## YANG DIMINTA
Jawab tiga pertanyaan ini berdasarkan ulasan pertunjukan di bawah.
(a) Pada tanggal berapa WBRyT dipentaskan dalam program Performa.ARTJOG?
(b) Siapa yang menggarap busana ikonik dari sampah?
(c) Apa saja yang digabungkan dalam "pertunjukan silang-media" menurut pitch dramaturginya?

## KUTIPAN TEKS
Catatan Selama Terjebak di Rumah yang Terbakar | Ulasan Pertunjukan Teater Garasi di ARTJOG 2023

Mereka, Teater Garasi, beruntung tak berkesudahan. Tak habisnya mendapati pertemuan yang ajaib dengan berbagai macam orang dan gagasan.

Saya akui, pertunjukan WBRyT (Waktu Batu. Rumah yang Terbakar) oleh Teater Garasi atau Garasi Performance Institute pada program Performa.ARTJOG (2 & 3 Juli 2023) memanglah gila. Padahal, sudah tiga kali menonton. Tetap saja, mampu membuat saya terkagum-kagum.

Pertunjukan mereka yang mengangkat duka ekologis dengan mengaitkan isu gender, kolonialisme, urban, dan mitologi Jawa sangatlah asik. Ditambah eksperimentasi teknis dengan menghadirkan bidang panggung yang miring, properti yang unik (baca: helm dari penanak nasi), tata cahaya yang eksploratif (baca: barrier semu dari laser berwarna hijau), musik yang nyentrik (Yennu Ariendra), isian lagu yang membakar (Majelis Lidah Berduri), skenografi yang asik (Rimbawan Gerilya, Tomy Herseta, Deden Bulqini), busana yang ikonik dari sampah (Mella Jaarsma), dan masih ada hal  menarik lainnya.

Jelas, ini dapat terjadi karena manajemen mereka yang baik. Sebenarnya, masih ada hal lain yang bisa dikuliti dari pertunjukan WBRyT ini. Namun, saya enggan menulis lebih mengenai apa yang sudah saya sebutkan sebelumnya. Saya hendak mencatat yang lain. 

Saya akan mulai dengan membahas tombak pertemuan dengan penonton, perihal publikasi. Unggahan pada laman Instagram-nya eye-catching dan berisi. Ada informasi mengenai bagaimana pertunjukan Waktu Batu sebelumnya, proses latihan, sampai bocoran bagaimana aktor akan “bergerak” pada pertunjukannya nanti.

Sebagai calon penonton, saya juga tertarik dengan pitch dramaturgi yang menyatakan bahwa ini adalah pertunjukan yang menggabungkan teater, sinematografi, dan gim dalam “pertunjukan silang-media”. Ide ini tergolong baru, terutama di Indonesia.

Silang media pada pentas Waktu Batu. Rumah yang Terbakar oleh Teater Garasi di ARTJOG 2023 (dok. Erwin Octavianto)

## Entri dataset
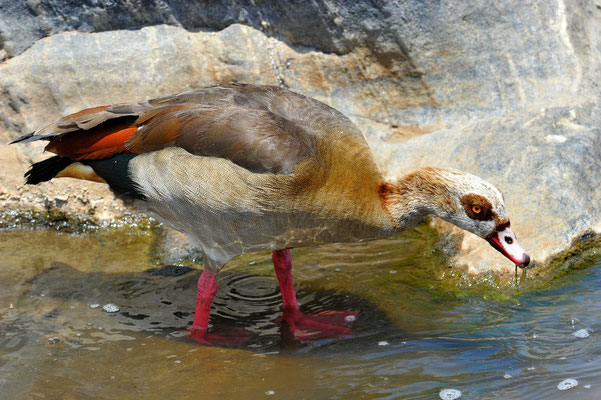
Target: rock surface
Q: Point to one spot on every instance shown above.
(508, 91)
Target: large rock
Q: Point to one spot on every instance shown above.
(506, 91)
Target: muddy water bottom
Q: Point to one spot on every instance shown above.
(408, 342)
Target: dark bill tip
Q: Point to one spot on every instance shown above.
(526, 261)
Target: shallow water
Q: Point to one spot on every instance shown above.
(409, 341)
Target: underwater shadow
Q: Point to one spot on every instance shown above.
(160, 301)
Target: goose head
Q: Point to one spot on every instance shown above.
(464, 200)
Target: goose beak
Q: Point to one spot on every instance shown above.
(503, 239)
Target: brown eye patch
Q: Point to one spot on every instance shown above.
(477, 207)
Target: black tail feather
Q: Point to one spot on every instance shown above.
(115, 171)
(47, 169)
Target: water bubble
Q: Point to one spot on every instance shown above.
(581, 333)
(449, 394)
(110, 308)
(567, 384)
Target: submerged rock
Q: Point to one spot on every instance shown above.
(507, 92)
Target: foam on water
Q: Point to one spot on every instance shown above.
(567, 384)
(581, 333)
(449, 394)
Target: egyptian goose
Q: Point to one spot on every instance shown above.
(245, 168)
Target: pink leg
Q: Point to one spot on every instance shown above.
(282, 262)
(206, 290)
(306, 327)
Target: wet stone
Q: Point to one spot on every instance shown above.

* * *

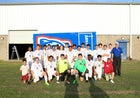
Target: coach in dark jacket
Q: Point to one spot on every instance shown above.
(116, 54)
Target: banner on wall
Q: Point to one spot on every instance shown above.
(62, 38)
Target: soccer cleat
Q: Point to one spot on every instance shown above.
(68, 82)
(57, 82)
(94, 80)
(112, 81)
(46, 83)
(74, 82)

## PENYELESAIAN
(a) 2 dan 3 Juli 2023.
(b) Mella Jaarsma.
(c) Teater, sinematografi, dan gim.